§ Extract to read
··········

Houston Chronicle

Serial killer Bible executed

Lawyers for aging Houston man worried his injection process would be too cruel, painful

- By Keri Blakinger

Danny Paul Bible, who was accused of four killings and at least nine rapes, is executed for a 1979 rape and murder in Houston that went unsolved for two decades until he confessed.

HUNTSVILLE — Shaking from Parkinson’s tremors, voice quavering as he muttered “it hurts,” Houston serial killer Danny Bible took his last gasping breaths on the gurney in Huntsville before closing one eye, snoring and falling forever silent.

He offered no final statement Wednesday night, but protesters outside shouted angrily into a megaphone, defending the aging four-time killer.

Afterward, in a quiet conference room above the warden’s office, the family of one of Bible’s victims offered a final word.

“Danny Paul Bible is as vile and evil a person that has ever drawn breath,” said Larry Lance, whose sister fell prey to Bible’s wrath in 1983. “We are glad to have witnessed him draw his last breath. I know that he will burn in hell for eternity.”

Despite concerns about the difficulty of finding a vein on the ailing murderer, the lethal injection team hooked up IV lines in under 15 minutes. After the lethal dose started at 6:17 p.m., Bible started breathing heavily before saying it “burned.” He stopped moving three minutes later and was pronounced dead at 6:32 p.m. He was the seventh killer to die in Huntsville this year.

··········

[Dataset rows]
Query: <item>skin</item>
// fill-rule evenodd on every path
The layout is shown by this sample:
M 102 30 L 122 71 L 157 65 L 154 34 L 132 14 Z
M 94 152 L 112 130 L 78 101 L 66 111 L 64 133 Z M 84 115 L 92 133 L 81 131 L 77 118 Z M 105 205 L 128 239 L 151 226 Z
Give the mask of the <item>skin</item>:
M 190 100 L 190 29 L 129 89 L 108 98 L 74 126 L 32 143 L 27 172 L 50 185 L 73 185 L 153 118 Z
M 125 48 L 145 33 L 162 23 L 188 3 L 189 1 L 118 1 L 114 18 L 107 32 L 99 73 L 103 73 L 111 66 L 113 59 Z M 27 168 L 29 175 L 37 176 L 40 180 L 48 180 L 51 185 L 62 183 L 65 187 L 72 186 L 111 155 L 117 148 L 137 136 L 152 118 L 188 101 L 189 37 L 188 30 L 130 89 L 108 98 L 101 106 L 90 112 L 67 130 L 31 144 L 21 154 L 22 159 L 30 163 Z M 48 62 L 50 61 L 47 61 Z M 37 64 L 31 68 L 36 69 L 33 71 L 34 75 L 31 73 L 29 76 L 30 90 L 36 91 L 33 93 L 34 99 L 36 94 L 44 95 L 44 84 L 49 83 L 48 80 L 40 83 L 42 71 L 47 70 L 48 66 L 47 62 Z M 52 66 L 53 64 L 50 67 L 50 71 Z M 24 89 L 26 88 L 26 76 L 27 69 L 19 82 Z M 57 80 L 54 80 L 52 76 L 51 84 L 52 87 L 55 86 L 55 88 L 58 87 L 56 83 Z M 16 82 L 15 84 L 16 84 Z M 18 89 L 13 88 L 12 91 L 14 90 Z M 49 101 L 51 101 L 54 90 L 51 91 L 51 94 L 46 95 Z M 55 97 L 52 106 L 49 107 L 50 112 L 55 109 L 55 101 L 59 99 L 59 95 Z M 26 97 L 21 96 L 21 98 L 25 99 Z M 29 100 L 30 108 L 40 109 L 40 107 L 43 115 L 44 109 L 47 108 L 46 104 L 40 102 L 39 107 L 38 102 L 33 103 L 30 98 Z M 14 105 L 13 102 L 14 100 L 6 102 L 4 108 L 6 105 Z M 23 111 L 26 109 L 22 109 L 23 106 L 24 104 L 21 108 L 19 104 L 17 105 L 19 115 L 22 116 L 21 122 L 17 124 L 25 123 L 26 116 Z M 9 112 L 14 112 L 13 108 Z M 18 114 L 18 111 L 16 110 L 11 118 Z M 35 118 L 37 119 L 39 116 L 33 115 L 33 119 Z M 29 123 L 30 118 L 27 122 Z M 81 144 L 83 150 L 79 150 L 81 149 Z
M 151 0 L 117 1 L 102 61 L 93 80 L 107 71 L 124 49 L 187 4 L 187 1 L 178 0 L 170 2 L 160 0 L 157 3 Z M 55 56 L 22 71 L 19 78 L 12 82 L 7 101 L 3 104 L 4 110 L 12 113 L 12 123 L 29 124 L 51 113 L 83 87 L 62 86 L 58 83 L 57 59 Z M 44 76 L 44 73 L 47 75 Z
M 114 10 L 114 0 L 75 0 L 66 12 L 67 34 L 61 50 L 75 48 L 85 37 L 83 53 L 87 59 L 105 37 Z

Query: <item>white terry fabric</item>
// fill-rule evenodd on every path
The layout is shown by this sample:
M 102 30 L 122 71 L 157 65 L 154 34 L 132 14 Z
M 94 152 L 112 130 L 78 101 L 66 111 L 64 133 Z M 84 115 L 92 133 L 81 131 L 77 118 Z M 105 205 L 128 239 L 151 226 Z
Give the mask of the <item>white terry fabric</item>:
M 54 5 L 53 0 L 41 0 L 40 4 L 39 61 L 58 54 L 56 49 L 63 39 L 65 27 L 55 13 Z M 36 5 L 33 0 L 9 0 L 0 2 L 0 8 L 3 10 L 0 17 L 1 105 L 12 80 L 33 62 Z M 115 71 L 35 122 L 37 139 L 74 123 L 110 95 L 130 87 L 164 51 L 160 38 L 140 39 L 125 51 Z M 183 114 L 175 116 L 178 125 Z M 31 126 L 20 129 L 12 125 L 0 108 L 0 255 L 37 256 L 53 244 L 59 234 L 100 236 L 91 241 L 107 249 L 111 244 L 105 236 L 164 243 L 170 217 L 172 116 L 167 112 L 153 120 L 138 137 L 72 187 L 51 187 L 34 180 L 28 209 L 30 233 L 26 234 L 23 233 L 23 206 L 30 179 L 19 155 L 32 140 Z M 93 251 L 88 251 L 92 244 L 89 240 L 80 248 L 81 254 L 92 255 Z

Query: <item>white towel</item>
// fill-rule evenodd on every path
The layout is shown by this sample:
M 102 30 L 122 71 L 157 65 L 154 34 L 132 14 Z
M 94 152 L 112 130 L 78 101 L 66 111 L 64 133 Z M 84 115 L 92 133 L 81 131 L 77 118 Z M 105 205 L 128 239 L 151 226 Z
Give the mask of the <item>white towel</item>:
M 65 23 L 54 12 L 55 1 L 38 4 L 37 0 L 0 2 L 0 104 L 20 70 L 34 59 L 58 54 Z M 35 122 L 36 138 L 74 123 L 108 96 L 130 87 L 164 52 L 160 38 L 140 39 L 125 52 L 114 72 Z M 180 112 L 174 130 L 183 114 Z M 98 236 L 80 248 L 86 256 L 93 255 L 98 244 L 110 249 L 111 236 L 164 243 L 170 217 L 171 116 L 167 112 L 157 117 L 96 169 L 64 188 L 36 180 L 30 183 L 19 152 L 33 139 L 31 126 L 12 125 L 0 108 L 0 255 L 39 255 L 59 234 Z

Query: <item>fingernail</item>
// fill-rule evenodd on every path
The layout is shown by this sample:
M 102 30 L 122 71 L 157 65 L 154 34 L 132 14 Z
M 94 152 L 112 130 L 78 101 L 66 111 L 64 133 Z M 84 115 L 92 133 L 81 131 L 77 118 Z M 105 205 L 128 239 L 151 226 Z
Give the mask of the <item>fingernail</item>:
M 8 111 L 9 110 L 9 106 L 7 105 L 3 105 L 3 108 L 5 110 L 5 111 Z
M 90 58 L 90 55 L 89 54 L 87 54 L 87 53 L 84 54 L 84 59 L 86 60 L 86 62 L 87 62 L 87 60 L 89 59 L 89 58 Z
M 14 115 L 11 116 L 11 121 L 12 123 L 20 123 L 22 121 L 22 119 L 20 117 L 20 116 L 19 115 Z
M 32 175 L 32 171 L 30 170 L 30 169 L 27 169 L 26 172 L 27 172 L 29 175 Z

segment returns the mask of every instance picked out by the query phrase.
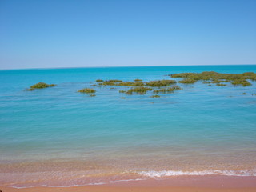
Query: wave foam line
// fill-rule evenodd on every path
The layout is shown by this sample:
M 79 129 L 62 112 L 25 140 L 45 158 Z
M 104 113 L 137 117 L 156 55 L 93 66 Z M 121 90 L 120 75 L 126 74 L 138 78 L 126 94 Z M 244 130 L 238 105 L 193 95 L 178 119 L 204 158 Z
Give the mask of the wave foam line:
M 170 176 L 182 176 L 182 175 L 226 175 L 226 176 L 256 176 L 255 170 L 202 170 L 202 171 L 182 171 L 182 170 L 150 170 L 138 171 L 137 174 L 146 176 L 149 178 L 161 178 Z

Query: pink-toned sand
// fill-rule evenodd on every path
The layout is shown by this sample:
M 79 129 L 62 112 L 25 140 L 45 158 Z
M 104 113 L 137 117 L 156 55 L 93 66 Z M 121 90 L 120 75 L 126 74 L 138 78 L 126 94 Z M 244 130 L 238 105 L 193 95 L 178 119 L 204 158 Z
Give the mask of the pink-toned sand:
M 198 176 L 74 187 L 0 186 L 2 192 L 256 192 L 256 177 Z
M 256 187 L 251 188 L 200 188 L 200 187 L 122 187 L 122 186 L 76 186 L 76 187 L 33 187 L 14 189 L 1 186 L 2 192 L 255 192 Z

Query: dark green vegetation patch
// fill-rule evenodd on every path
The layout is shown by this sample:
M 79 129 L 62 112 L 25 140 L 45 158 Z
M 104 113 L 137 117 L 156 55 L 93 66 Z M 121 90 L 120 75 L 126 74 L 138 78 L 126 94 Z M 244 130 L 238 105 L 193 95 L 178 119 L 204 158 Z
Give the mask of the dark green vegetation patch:
M 146 82 L 146 85 L 150 86 L 166 86 L 174 83 L 176 83 L 174 80 L 158 80 Z
M 246 72 L 243 74 L 220 74 L 214 71 L 204 71 L 202 73 L 181 73 L 170 74 L 172 78 L 182 78 L 180 83 L 194 83 L 198 80 L 211 81 L 210 83 L 216 83 L 217 86 L 226 84 L 221 82 L 230 82 L 233 85 L 251 86 L 247 80 L 256 81 L 256 74 L 254 72 Z M 204 82 L 206 83 L 206 82 Z
M 85 88 L 85 89 L 78 90 L 78 92 L 82 93 L 82 94 L 94 94 L 96 92 L 96 90 L 94 89 Z
M 154 93 L 154 94 L 158 94 L 158 93 L 169 94 L 169 93 L 173 93 L 174 90 L 182 90 L 182 88 L 179 86 L 173 86 L 168 87 L 168 88 L 162 88 L 159 90 L 155 90 L 153 91 L 153 93 Z
M 130 88 L 126 92 L 126 94 L 145 94 L 148 90 L 152 90 L 152 89 L 146 86 L 138 86 L 138 87 Z
M 34 84 L 30 86 L 30 88 L 26 89 L 26 90 L 34 90 L 35 89 L 43 89 L 47 88 L 50 86 L 55 86 L 55 84 L 47 84 L 45 82 L 38 82 L 37 84 Z

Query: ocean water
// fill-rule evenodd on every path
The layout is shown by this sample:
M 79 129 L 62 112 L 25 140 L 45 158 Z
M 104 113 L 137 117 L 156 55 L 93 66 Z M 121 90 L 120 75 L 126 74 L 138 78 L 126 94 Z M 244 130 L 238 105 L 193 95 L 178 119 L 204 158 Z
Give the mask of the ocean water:
M 98 78 L 147 82 L 202 71 L 256 72 L 256 66 L 1 70 L 0 184 L 256 177 L 256 82 L 222 87 L 198 81 L 159 98 L 119 93 L 127 87 L 91 86 Z M 24 90 L 38 82 L 57 86 Z M 77 92 L 86 87 L 96 96 Z

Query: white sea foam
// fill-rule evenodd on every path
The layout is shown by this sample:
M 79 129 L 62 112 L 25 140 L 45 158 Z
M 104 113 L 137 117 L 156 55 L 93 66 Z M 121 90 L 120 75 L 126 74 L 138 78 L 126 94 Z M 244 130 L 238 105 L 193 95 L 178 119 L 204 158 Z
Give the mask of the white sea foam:
M 226 176 L 256 176 L 256 170 L 201 170 L 201 171 L 182 171 L 182 170 L 150 170 L 138 171 L 137 174 L 149 178 L 162 178 L 182 175 L 226 175 Z

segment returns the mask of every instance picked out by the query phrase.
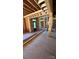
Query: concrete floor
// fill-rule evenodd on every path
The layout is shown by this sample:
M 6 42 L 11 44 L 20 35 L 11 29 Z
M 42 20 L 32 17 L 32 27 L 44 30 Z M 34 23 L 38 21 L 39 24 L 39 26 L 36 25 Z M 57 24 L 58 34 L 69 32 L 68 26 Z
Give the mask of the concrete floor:
M 44 31 L 32 43 L 23 48 L 23 59 L 55 59 L 55 56 L 56 38 L 54 32 L 48 37 L 48 32 Z

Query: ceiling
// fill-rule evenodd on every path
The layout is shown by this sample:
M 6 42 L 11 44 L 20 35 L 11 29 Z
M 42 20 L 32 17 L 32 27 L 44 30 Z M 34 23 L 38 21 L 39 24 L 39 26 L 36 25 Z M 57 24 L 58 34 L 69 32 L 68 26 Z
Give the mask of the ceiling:
M 36 0 L 23 0 L 23 16 L 40 10 Z
M 46 6 L 41 8 L 41 6 L 38 5 L 38 2 L 39 0 L 23 0 L 23 16 L 38 11 L 40 9 L 47 9 Z M 53 14 L 56 15 L 56 0 L 53 0 L 51 8 L 53 8 Z

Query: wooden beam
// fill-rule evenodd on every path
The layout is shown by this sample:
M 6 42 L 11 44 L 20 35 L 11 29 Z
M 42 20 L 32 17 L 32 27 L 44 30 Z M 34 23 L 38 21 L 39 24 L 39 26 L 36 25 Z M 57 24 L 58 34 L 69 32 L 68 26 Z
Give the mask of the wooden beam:
M 27 0 L 23 0 L 23 2 L 25 4 L 27 4 L 28 6 L 30 6 L 30 8 L 34 9 L 35 11 L 37 11 L 37 9 L 32 4 L 30 4 Z
M 32 2 L 30 2 L 29 0 L 27 0 L 27 1 L 28 1 L 33 7 L 35 7 Z M 37 7 L 35 7 L 35 8 L 36 8 L 36 10 L 39 10 Z
M 32 11 L 36 11 L 33 8 L 31 8 L 30 6 L 28 6 L 26 3 L 23 3 L 23 5 L 27 6 L 29 9 L 31 9 Z
M 27 8 L 25 8 L 25 7 L 23 7 L 25 10 L 27 10 L 27 11 L 29 11 L 29 12 L 32 12 L 32 11 L 30 11 L 29 9 L 27 9 Z

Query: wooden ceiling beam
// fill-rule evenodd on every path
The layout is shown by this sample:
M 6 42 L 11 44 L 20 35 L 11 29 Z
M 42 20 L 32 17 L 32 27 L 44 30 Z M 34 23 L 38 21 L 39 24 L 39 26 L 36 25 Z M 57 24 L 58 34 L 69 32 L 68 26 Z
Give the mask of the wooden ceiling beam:
M 37 11 L 37 9 L 32 4 L 30 4 L 27 0 L 23 0 L 23 2 L 25 4 L 27 4 L 28 6 L 30 6 L 30 8 L 34 9 L 35 11 Z
M 33 8 L 31 8 L 30 6 L 28 6 L 26 3 L 23 3 L 23 5 L 25 5 L 25 6 L 27 6 L 29 9 L 31 9 L 32 11 L 36 11 L 36 10 L 34 10 Z
M 23 5 L 23 7 L 25 7 L 26 9 L 28 9 L 28 10 L 30 10 L 30 11 L 32 11 L 32 12 L 34 12 L 32 9 L 28 8 L 28 7 L 27 7 L 27 6 L 25 6 L 25 5 Z
M 36 10 L 39 10 L 36 6 L 34 6 L 34 4 L 32 2 L 30 2 L 30 0 L 27 0 L 33 7 L 36 8 Z
M 27 11 L 29 11 L 30 13 L 32 13 L 32 11 L 30 11 L 29 9 L 27 9 L 27 8 L 25 8 L 25 7 L 23 7 L 25 10 L 27 10 Z

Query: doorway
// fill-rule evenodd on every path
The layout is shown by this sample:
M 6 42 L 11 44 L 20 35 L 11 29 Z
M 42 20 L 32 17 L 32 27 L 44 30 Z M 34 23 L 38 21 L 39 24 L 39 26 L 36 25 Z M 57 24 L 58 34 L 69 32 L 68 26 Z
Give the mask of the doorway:
M 36 19 L 33 19 L 33 30 L 34 32 L 37 30 L 37 24 L 36 24 Z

··········

§ Problems
(A) Answer these questions from the news story:
(i) For what crime, committed in which year, was Bible executed?
(ii) In what year did Larry Lance's sister fall prey to Bible?
(iii) At what time did the lethal dose start?
(B) Reproduce the passage of the news story between "- By Keri Blakinger" and "a final word.", inclusive.
Rely only on the news story when you respond.

§ Outputs for the tasks
(A)
(i) A rape and murder in Houston in 1979
(ii) 1983
(iii) 6:17 p.m.

(B)
- By Keri Blakinger

Danny Paul Bible, who was accused of four killings and at least nine rapes, is executed for a 1979 rape and murder in Houston that went unsolved for two decades until he confessed.

HUNTSVILLE — Shaking from Parkinson’s tremors, voice quavering as he muttered “it hurts,” Houston serial killer Danny Bible took his last gasping breaths on the gurney in Huntsville before closing one eye, snoring and falling forever silent.

He offered no final statement Wednesday night, but protesters outside shouted angrily into a megaphone, defending the aging four-time killer.

Afterward, in a quiet conference room above the warden’s office, the family of one of Bible’s victims offered a final word.